> **DOCUMENT SEGMENT**
Start

# My first CNC router



## Er10111 (Apr 17, 2021)

Hi there, I’m looking into purchasing my first cnc router. At the moment I am looking at the onefinity cnc and the Lead 1515. There isn’t one specific thing I will be doing on the machine, it will be used all around. What are y’all thoughts on these two machines, or do you have other recommendations?


----------



## difalkner (Jan 3, 2012)

Welcome to the forum! Nothing specific, but what in general will you be making? Signs, plaques, 2.5D or 3D work...?

David


----------



## dovetail_65 (Jan 22, 2008)

Er10111 said:


> Hi there, I’m looking into purchasing my first cnc router. At the moment I am looking at the onefinity cnc and the Lead 1515. There isn’t one specific thing I will be doing on the machine, it will be used all around. What are y’all thoughts on these two machines, or do you have other recommendations?


Aren't those back ordered for months? I dont like them myself, awfully expensive for what you get.

End

> **WORK TO COMPLETE**
a - In the CNC router forum thread, which two machines is the original poster considering?
b - Lay out the Data entries rows below as a two-column CSV with the headers input and output, one line per row, putting each field in double quotes and turning line breaks into spaces. Leave the pictures out.

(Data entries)
Start

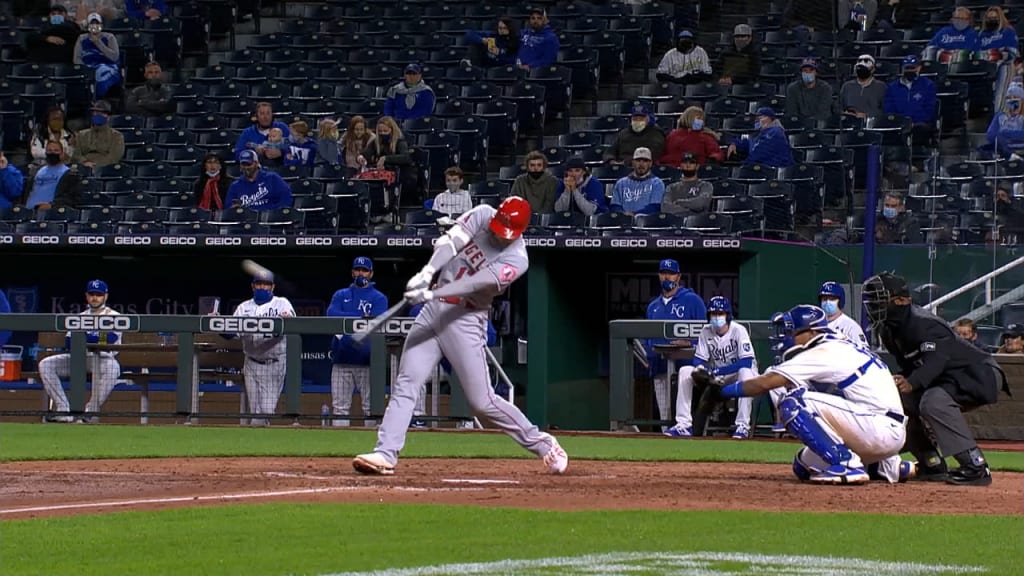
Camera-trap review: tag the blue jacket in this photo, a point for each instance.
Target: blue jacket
(267, 192)
(948, 38)
(916, 101)
(640, 196)
(768, 147)
(251, 137)
(354, 302)
(538, 49)
(11, 186)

End

> **ANSWERS GIVEN**
a - The Onefinity CNC and the Lead 1515.

b -
input,output
"Camera-trap review: tag the blue jacket in this photo, a point for each instance. Target: blue jacket","(267, 192) (948, 38) (916, 101) (640, 196) (768, 147) (251, 137) (354, 302) (538, 49) (11, 186)"